**Quoted passage:**
Icon Re: Let's hear it for great teachers....
E
Eugene (view)

EEE...this reminds me of an older post, asking a similar question.  I wrote this about a friend and teacher.   I think those early teachers do influence you for the rest of your life.  I've always thought so highly of the teaching profession, and moreso with each passing year.   To update you, after reading this.   I  am still in touch with Mr.Briegel, mostly Christmas cards and the odd phone call.  I visit with him if I am in Montreal during summer for Jazz Fest.  By me estimate, his birthday this year will be 90.  

Great thread, Eric...would love to hear what others have experienced.

Mr.Briegel was my music teacher and gave me private lessons when I was in High School.  I started on clarinet, with the hopes of eventually playing Tenor Saxophone.  I think I was around 14 or 15 at the time.   Never made it to the Sax at that point in my life, and eventually the clarinet faded into the background also,because I kept getting distracted by guitar, feedback, fuzztone, Hendrix and Cream.  

He gave lessons in an upstairs study of his brownstone duplex.  His elderly Mom would sometimes greet me at the door, or she would be noodling on the piano downstairs; his pet dog could "sing" in accompaniement. 

She would say, "Jimmy is upstairs", and he would poke his head out of the room to usher me in. 

The stairs squeaked as I went up, and the study always smelled of stale air and man's breath.  He would say, "So what's new in your young life?", and then rip off a scale on his clarinet at breakneck speed.  I always marvelled at the sound of the pads slapping down, and his great tone.  Once in awhile he would pick up his Selmer Alto Sax, and play another flurry of notes.  He would tell of recent gigs he had with his group, and how one of his greatest joys was to get together with several other sax players to play Bach. 

He never married, and was quite contented.  The house was quite large, but he seemed to live in the study.  Dirty laundry was shoved into one closet, music manuscripts lay everywhere, and there was sheet music and text on every bookshelf. Two chairs sat before a music stand, and  a well-worn sofa was placed against one wall.   There was a large window behind us, as we played, that gave a nice view of the backyard and alleyway. 

He was very kind and encouraging; impossibly upbeat about life and the music.  He suggested I audition for the McGill junior orchestra, but one day I heard this screaming saxophone on the radio; John Coltrane.  

In my silly naivete I remember asking him to "teach me some Coltrane", before we began a lesson on one occasion.   He smiled and said, "Coltrane, Coltrane...so you wanna learn Coltrane?".   Well, all I knew is that I wanted to play that "kind" of music, and move away from Classical for a bit.

No sooner than the next week, he popped up this book of Swing tunes with titles like "Slip me some Oxygen", and "Bird gets the Worm".  I kept seeing this name Charlie Parker, and being this ignorant young punkass, I had no clue.  All I knew, is that the straight eighth notes I was used to playing in classical, were in no way working with this new stuff, my phrasing was way off, and the notes were "too complicated".  Too many sharps and flats.  He would listen to me struggle , then gently say, "well actually, it's more like this...it swings, that's why they call it swing", and then play the passage.  Oh, so that's what it's supposed to sound like!   Sheeeit !

Region pointing data:
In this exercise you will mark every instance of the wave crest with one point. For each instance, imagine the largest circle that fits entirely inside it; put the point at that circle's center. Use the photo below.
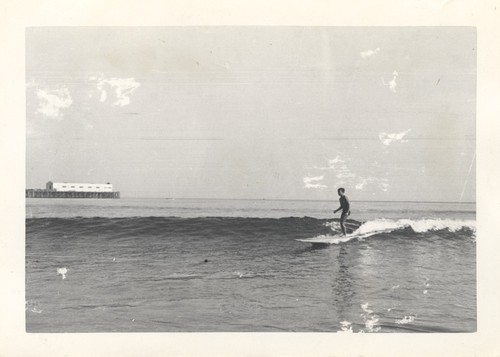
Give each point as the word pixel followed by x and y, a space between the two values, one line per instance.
pixel 418 226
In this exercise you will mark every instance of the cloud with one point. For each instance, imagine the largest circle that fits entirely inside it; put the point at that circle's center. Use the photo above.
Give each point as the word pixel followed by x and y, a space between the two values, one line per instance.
pixel 313 182
pixel 380 182
pixel 369 53
pixel 388 139
pixel 122 88
pixel 51 101
pixel 339 166
pixel 392 83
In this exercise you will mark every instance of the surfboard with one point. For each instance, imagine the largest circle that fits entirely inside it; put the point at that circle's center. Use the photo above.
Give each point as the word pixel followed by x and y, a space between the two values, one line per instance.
pixel 351 225
pixel 339 238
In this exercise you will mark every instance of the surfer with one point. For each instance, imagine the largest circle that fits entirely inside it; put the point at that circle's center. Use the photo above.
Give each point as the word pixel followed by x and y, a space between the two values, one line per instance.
pixel 345 206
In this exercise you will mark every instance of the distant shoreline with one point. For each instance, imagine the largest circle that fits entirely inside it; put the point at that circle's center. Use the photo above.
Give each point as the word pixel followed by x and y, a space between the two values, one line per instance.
pixel 281 199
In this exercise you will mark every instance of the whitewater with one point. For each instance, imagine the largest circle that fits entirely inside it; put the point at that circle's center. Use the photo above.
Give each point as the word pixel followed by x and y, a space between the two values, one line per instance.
pixel 153 265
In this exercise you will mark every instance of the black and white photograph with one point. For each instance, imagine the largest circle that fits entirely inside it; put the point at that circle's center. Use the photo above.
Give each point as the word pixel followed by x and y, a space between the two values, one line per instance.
pixel 251 179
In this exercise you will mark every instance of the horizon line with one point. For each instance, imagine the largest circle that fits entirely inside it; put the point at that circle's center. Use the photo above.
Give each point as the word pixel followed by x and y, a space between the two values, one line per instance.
pixel 290 199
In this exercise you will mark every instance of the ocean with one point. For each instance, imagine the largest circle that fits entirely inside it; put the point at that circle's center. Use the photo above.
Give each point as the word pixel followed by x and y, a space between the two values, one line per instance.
pixel 194 265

**Aim of the task:**
Quote the post about a former music teacher. Begin at the words "No sooner than" and stop after "like!   Sheeeit !".

**Solution to the exercise:**
No sooner than the next week, he popped up this book of Swing tunes with titles like "Slip me some Oxygen", and "Bird gets the Worm".  I kept seeing this name Charlie Parker, and being this ignorant young punkass, I had no clue.  All I knew, is that the straight eighth notes I was used to playing in classical, were in no way working with this new stuff, my phrasing was way off, and the notes were "too complicated".  Too many sharps and flats.  He would listen to me struggle , then gently say, "well actually, it's more like this...it swings, that's why they call it swing", and then play the passage.  Oh, so that's what it's supposed to sound like!   Sheeeit !